■ **What is required**
The records are to be copied exactly and in full.

Dataset entries
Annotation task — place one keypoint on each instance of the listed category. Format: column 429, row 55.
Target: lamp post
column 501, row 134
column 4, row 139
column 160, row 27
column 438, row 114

■ **Reply to the task**
Annotation task — place one keypoint on each instance of the listed category. Format: column 429, row 55.
Target: lamp post
column 501, row 134
column 4, row 139
column 160, row 27
column 438, row 114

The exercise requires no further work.